* **WHAT YOU SHOULD DO**: Please write out, exactly as they appear, the line containing "Could you point out the black office" and every line after it to the end of the records, and nothing more.

* **EXERCISE DATA**:
[Start of Attachment]

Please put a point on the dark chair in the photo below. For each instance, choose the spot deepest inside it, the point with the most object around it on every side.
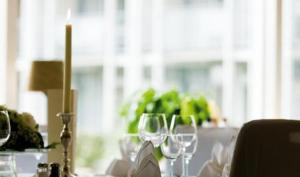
(267, 148)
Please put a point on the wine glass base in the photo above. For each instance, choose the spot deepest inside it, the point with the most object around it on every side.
(8, 165)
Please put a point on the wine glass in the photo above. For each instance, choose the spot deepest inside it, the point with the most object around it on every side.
(130, 145)
(171, 150)
(153, 127)
(185, 129)
(188, 154)
(4, 127)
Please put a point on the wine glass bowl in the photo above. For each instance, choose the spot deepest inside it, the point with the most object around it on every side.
(184, 128)
(130, 145)
(153, 127)
(170, 148)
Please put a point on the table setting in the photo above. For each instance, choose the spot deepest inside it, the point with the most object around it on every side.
(173, 140)
(160, 130)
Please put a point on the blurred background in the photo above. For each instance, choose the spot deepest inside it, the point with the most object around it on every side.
(241, 54)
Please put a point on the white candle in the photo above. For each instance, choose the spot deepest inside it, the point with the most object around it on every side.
(67, 67)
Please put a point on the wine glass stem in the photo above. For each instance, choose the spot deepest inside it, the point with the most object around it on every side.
(171, 161)
(186, 167)
(183, 162)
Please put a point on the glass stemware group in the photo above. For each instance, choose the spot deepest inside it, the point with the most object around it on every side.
(180, 138)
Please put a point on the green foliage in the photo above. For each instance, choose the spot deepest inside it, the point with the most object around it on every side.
(90, 149)
(169, 103)
(23, 135)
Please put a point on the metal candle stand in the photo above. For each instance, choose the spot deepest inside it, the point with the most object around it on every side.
(65, 138)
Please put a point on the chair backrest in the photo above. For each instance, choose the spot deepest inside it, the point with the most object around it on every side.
(207, 137)
(267, 148)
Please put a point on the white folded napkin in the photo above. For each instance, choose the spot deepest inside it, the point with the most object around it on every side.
(145, 164)
(221, 158)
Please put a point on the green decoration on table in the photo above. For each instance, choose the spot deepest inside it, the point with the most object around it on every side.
(169, 103)
(24, 132)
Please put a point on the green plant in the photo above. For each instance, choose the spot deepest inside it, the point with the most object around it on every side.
(169, 103)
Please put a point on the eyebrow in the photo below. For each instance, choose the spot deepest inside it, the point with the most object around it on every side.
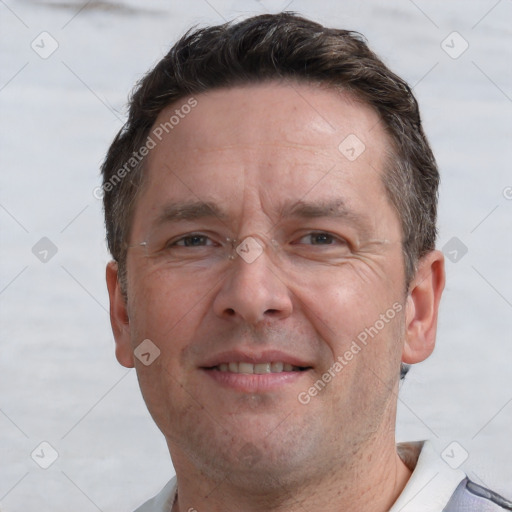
(194, 210)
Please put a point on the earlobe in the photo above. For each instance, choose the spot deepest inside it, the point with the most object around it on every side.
(422, 308)
(119, 317)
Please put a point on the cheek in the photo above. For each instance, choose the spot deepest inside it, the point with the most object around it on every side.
(166, 308)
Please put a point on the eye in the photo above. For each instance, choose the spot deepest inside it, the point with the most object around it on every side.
(192, 240)
(322, 238)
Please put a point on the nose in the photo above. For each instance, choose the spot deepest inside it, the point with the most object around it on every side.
(253, 290)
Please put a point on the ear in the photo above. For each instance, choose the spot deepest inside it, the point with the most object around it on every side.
(422, 308)
(119, 317)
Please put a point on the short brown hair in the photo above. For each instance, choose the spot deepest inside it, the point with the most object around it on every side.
(277, 47)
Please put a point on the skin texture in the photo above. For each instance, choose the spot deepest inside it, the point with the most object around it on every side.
(251, 150)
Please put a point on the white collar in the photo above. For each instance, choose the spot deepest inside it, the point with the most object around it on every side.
(429, 489)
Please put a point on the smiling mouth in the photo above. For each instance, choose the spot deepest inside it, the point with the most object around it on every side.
(257, 368)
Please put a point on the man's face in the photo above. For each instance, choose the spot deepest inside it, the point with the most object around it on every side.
(329, 265)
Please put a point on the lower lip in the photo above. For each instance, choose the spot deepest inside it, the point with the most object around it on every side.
(254, 383)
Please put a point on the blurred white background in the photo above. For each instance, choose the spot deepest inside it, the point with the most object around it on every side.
(59, 380)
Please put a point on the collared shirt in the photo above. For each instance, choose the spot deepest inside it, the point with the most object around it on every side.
(433, 487)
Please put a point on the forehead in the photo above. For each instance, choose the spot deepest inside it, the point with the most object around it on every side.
(277, 141)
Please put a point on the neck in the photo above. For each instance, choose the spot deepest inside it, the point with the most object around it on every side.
(371, 481)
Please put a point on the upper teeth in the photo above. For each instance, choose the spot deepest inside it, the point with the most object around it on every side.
(257, 368)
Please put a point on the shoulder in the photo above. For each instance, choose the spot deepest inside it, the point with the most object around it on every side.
(471, 497)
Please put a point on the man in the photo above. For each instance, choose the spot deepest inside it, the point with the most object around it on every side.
(271, 211)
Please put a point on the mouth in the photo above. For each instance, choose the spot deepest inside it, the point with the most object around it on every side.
(250, 373)
(257, 368)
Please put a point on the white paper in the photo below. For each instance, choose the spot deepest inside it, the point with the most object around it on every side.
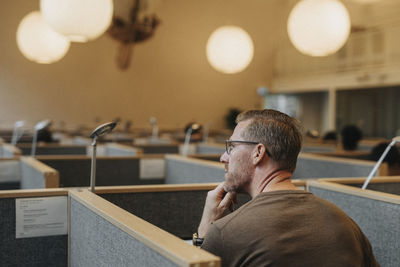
(42, 216)
(152, 168)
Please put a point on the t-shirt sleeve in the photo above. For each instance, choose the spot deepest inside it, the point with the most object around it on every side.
(213, 241)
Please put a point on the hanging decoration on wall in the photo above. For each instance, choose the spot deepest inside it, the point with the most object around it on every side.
(229, 49)
(135, 26)
(79, 20)
(318, 27)
(38, 42)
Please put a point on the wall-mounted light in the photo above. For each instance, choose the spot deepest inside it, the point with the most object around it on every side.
(318, 27)
(230, 49)
(79, 20)
(38, 42)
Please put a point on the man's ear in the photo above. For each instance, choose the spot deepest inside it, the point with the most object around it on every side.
(259, 153)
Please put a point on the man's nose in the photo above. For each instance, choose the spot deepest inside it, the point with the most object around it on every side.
(224, 158)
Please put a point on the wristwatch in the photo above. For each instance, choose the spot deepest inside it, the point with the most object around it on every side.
(197, 241)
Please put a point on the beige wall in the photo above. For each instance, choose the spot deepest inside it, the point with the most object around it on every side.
(169, 76)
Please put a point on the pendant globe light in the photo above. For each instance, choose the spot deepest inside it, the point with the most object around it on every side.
(38, 42)
(229, 49)
(318, 27)
(79, 20)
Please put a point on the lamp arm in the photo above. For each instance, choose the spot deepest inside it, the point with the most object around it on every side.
(187, 141)
(377, 164)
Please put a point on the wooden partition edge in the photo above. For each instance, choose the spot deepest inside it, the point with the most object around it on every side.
(193, 160)
(341, 188)
(361, 180)
(87, 157)
(336, 159)
(33, 193)
(166, 244)
(154, 188)
(167, 187)
(15, 150)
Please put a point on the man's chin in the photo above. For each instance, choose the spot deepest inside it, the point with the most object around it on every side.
(230, 188)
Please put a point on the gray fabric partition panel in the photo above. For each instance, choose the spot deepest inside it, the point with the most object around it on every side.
(178, 213)
(109, 171)
(317, 149)
(61, 150)
(313, 168)
(97, 242)
(161, 149)
(390, 188)
(183, 172)
(378, 220)
(204, 149)
(34, 251)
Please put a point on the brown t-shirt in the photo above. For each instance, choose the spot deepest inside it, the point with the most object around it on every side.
(289, 228)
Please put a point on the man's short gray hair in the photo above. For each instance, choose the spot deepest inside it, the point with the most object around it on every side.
(279, 133)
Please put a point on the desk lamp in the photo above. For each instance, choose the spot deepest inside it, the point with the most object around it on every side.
(16, 132)
(154, 133)
(193, 127)
(39, 126)
(394, 141)
(99, 131)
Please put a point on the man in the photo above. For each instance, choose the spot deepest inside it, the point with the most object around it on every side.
(281, 225)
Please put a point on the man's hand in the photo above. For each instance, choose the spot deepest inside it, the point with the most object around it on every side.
(217, 203)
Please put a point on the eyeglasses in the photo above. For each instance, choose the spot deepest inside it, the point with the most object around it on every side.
(229, 145)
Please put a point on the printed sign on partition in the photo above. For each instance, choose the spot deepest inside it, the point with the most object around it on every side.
(41, 216)
(152, 168)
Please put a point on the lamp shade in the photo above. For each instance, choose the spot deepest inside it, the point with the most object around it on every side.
(318, 27)
(230, 49)
(38, 42)
(79, 20)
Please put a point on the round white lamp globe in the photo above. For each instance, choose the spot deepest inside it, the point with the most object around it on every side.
(230, 49)
(38, 42)
(79, 20)
(318, 27)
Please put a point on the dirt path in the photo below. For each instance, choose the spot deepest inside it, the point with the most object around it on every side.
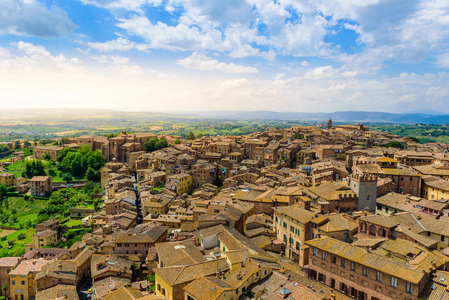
(6, 232)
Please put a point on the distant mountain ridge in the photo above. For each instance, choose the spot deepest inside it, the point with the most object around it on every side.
(338, 116)
(348, 116)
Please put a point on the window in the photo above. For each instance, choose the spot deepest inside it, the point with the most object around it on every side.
(409, 288)
(333, 259)
(353, 267)
(394, 282)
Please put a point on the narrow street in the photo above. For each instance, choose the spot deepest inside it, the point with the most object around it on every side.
(138, 203)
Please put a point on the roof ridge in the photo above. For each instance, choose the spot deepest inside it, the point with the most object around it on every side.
(179, 273)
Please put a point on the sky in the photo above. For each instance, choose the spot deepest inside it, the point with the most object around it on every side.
(188, 55)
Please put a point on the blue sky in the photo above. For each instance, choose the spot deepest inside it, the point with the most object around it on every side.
(165, 55)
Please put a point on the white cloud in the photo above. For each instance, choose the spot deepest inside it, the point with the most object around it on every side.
(443, 60)
(119, 44)
(31, 18)
(111, 59)
(198, 61)
(55, 80)
(122, 4)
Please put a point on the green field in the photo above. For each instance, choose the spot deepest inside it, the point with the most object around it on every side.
(24, 210)
(73, 223)
(18, 167)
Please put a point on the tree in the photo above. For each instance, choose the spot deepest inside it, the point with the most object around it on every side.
(67, 177)
(150, 145)
(28, 224)
(12, 219)
(5, 287)
(4, 148)
(191, 136)
(3, 192)
(162, 143)
(65, 140)
(412, 138)
(89, 188)
(33, 168)
(92, 175)
(63, 153)
(218, 181)
(395, 144)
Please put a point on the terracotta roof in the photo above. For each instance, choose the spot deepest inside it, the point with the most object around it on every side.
(124, 293)
(208, 288)
(296, 213)
(184, 274)
(59, 292)
(377, 262)
(179, 253)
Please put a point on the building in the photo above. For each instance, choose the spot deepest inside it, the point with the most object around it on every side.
(365, 186)
(58, 292)
(293, 226)
(41, 185)
(21, 279)
(170, 281)
(44, 238)
(434, 188)
(179, 183)
(121, 146)
(139, 240)
(373, 274)
(7, 179)
(58, 272)
(41, 152)
(405, 181)
(6, 265)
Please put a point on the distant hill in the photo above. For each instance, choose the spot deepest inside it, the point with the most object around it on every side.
(348, 116)
(72, 114)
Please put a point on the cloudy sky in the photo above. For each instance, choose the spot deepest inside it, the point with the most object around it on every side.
(282, 55)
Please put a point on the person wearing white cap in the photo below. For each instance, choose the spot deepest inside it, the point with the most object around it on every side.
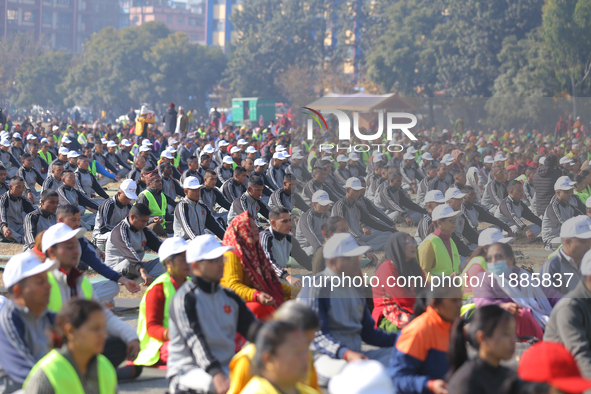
(203, 366)
(250, 201)
(191, 216)
(127, 245)
(25, 322)
(116, 160)
(309, 228)
(484, 173)
(287, 197)
(495, 190)
(410, 176)
(40, 219)
(512, 210)
(275, 171)
(438, 254)
(100, 158)
(397, 204)
(225, 171)
(441, 182)
(363, 377)
(60, 244)
(364, 227)
(112, 211)
(70, 194)
(341, 173)
(8, 160)
(566, 261)
(558, 212)
(12, 206)
(235, 186)
(343, 312)
(153, 326)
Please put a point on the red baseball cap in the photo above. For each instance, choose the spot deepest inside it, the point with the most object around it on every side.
(552, 363)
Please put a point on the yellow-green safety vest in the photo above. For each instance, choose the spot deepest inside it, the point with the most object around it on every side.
(55, 296)
(443, 263)
(150, 347)
(64, 379)
(153, 205)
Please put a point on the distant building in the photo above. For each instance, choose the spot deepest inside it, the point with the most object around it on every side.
(62, 24)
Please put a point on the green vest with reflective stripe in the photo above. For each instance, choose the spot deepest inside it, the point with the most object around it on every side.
(443, 263)
(55, 296)
(150, 347)
(64, 379)
(153, 205)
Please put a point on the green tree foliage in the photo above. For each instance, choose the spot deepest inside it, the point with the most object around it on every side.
(272, 36)
(37, 80)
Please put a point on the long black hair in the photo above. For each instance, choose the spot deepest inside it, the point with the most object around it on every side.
(485, 319)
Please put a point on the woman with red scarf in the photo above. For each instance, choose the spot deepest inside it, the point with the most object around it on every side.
(248, 272)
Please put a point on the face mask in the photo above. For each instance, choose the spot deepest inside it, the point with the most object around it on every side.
(498, 267)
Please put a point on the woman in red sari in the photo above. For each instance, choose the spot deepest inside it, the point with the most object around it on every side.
(400, 275)
(248, 271)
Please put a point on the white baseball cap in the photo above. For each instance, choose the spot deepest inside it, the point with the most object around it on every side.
(191, 182)
(353, 183)
(427, 156)
(59, 233)
(321, 197)
(24, 265)
(435, 196)
(343, 245)
(444, 211)
(565, 160)
(577, 227)
(362, 377)
(492, 235)
(228, 160)
(129, 188)
(172, 246)
(205, 247)
(564, 183)
(453, 192)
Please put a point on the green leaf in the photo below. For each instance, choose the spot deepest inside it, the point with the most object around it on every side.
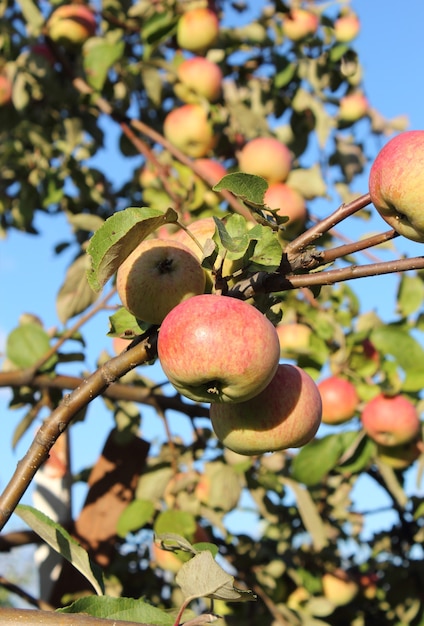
(27, 344)
(250, 188)
(118, 237)
(124, 609)
(61, 541)
(203, 577)
(137, 514)
(99, 55)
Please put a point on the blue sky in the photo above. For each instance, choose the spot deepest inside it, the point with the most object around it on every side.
(389, 47)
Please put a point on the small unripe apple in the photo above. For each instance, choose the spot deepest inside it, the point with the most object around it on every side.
(299, 24)
(190, 130)
(267, 157)
(353, 107)
(198, 77)
(290, 203)
(346, 27)
(156, 276)
(71, 24)
(391, 420)
(197, 30)
(286, 414)
(218, 349)
(396, 184)
(339, 400)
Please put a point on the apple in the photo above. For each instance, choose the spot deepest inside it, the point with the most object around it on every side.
(218, 349)
(5, 90)
(294, 338)
(340, 588)
(197, 30)
(391, 420)
(346, 27)
(198, 77)
(288, 202)
(400, 457)
(286, 414)
(156, 276)
(353, 106)
(339, 400)
(300, 23)
(190, 130)
(267, 157)
(396, 184)
(71, 24)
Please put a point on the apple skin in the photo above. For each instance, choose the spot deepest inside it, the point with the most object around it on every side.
(218, 349)
(188, 128)
(346, 27)
(156, 276)
(288, 202)
(198, 77)
(197, 30)
(391, 420)
(396, 184)
(300, 23)
(71, 25)
(339, 400)
(286, 414)
(267, 157)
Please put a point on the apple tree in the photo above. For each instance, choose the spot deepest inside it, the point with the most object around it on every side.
(222, 267)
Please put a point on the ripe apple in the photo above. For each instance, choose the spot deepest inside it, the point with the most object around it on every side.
(290, 203)
(156, 276)
(300, 23)
(353, 107)
(339, 400)
(286, 414)
(391, 420)
(346, 27)
(71, 24)
(197, 30)
(5, 90)
(218, 349)
(400, 457)
(190, 130)
(339, 589)
(267, 157)
(198, 77)
(294, 338)
(396, 184)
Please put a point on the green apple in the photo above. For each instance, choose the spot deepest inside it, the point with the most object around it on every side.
(190, 130)
(286, 414)
(391, 420)
(156, 276)
(396, 184)
(267, 157)
(197, 30)
(339, 400)
(218, 349)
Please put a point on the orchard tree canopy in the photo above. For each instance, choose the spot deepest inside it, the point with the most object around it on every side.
(225, 258)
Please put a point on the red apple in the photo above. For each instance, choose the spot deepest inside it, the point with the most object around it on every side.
(396, 184)
(71, 24)
(156, 276)
(286, 414)
(267, 157)
(391, 420)
(218, 349)
(339, 400)
(199, 77)
(290, 203)
(300, 23)
(190, 130)
(197, 30)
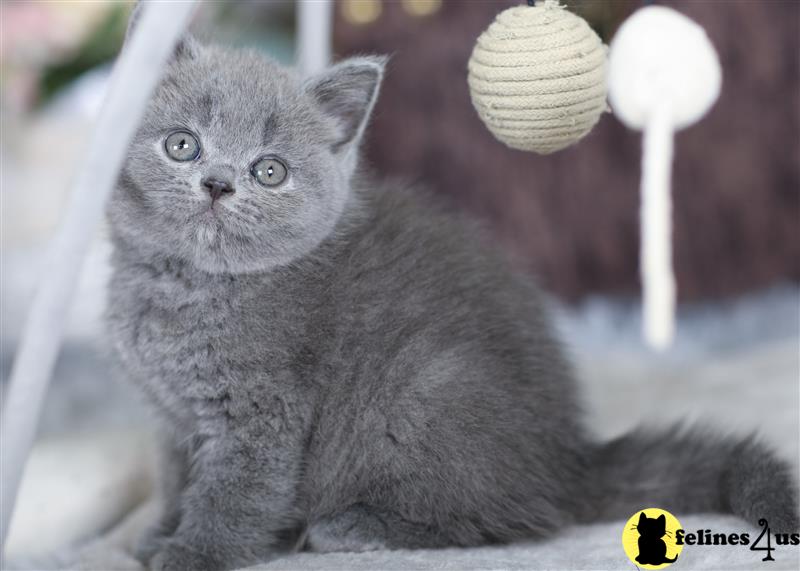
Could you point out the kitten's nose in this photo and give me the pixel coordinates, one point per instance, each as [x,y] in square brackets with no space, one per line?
[217,187]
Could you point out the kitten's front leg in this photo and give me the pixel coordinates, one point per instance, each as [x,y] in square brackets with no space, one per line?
[239,496]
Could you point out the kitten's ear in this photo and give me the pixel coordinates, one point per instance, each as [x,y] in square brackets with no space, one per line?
[347,92]
[187,46]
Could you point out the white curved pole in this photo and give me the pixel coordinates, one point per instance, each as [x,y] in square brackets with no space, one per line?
[135,76]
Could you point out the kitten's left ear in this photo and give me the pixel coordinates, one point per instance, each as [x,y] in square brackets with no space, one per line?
[187,46]
[347,92]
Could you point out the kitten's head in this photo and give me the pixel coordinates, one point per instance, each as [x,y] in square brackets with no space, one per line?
[239,164]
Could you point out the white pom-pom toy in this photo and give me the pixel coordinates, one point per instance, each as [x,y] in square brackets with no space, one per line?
[663,75]
[537,77]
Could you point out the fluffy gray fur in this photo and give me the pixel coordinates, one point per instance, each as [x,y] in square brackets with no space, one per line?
[343,365]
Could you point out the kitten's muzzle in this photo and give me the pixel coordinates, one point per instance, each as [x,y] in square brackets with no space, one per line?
[217,187]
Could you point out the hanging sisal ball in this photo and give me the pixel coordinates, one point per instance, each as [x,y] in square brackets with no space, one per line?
[537,77]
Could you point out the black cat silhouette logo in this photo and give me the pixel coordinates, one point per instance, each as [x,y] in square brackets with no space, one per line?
[649,538]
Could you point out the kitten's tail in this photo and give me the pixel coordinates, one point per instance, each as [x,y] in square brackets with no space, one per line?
[691,472]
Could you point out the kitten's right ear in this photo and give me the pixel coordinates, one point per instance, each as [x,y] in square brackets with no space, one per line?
[187,46]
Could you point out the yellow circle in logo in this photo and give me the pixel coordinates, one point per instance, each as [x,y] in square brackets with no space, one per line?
[649,538]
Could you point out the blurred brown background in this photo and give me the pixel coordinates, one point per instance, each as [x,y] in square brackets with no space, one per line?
[572,217]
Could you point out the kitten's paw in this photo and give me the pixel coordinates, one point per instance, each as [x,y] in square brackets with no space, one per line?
[174,557]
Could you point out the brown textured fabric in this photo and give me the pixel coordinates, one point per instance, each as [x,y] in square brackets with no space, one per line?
[572,217]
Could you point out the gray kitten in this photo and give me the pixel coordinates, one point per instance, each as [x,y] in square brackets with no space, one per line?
[341,365]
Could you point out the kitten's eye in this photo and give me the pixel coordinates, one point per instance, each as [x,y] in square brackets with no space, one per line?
[269,171]
[182,146]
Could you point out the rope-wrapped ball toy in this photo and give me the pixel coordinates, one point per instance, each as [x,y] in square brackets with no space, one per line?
[537,77]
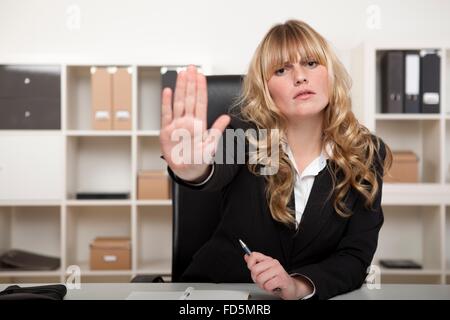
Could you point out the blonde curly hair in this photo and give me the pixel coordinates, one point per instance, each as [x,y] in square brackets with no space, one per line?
[353,147]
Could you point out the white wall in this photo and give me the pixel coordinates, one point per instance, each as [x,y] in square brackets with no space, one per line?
[223,33]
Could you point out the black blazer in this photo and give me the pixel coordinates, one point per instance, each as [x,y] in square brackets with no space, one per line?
[333,252]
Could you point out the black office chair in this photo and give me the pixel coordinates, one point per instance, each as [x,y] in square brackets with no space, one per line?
[196,213]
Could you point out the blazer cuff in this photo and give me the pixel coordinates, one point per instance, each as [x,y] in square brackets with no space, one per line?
[200,183]
[310,281]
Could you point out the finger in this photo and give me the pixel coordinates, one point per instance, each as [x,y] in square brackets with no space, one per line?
[273,285]
[218,127]
[180,93]
[256,258]
[202,99]
[166,107]
[266,275]
[191,90]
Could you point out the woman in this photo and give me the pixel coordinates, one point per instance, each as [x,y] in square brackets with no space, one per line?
[314,222]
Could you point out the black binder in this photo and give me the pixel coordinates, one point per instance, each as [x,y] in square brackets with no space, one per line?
[393,72]
[430,81]
[30,97]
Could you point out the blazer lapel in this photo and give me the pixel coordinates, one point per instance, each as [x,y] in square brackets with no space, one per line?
[287,234]
[317,211]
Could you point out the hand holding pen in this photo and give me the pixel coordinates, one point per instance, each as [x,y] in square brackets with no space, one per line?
[248,253]
[270,275]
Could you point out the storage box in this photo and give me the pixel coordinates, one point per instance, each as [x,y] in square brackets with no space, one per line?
[153,185]
[405,168]
[110,253]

[End of Attachment]

* **EXERCISE SOLUTION**:
Could you point out the black office chair in this photo and give me the pixel coordinates, one point per instance, each as [x,y] in square brackets with no space, one per line?
[196,213]
Could you point out the blazer cuff in this photo and give me the pixel coordinates, one point per instance, each as [x,y] in square brackets with no space, one per line?
[200,183]
[310,281]
Could you point out the finger in this photo and give me the pixel coordinates, one point per instance, each as [x,y] in square brackets with no space, one per line?
[273,285]
[218,127]
[180,93]
[256,258]
[202,99]
[166,107]
[266,275]
[191,90]
Could you point out the woman in this photo and give me the pixel coordinates, one point per instance, each as [x,y] in square brackets with no space, one per line?
[314,222]
Could you point out the black binder in this photo and give me the pixel coordinates, one point per instance, each as [x,y] in square brackets with no space, one per line?
[393,72]
[430,81]
[30,97]
Could you point out the blazer lapel in this photo and give me the pixel coordinates, one point per instance, each as [x,y] in square brackets with no space, one per line?
[287,234]
[317,211]
Could you point out the hand holding pen in this photo and give me the pixel coordinates, one point per instance, each as [x,y] in square brackets with no space, one per line?
[248,253]
[270,275]
Could you point out the storage box in this photo and give me the pixel coordinates, one point per instance, each as [x,y] in square brackets with no space, one per line?
[153,185]
[405,168]
[110,253]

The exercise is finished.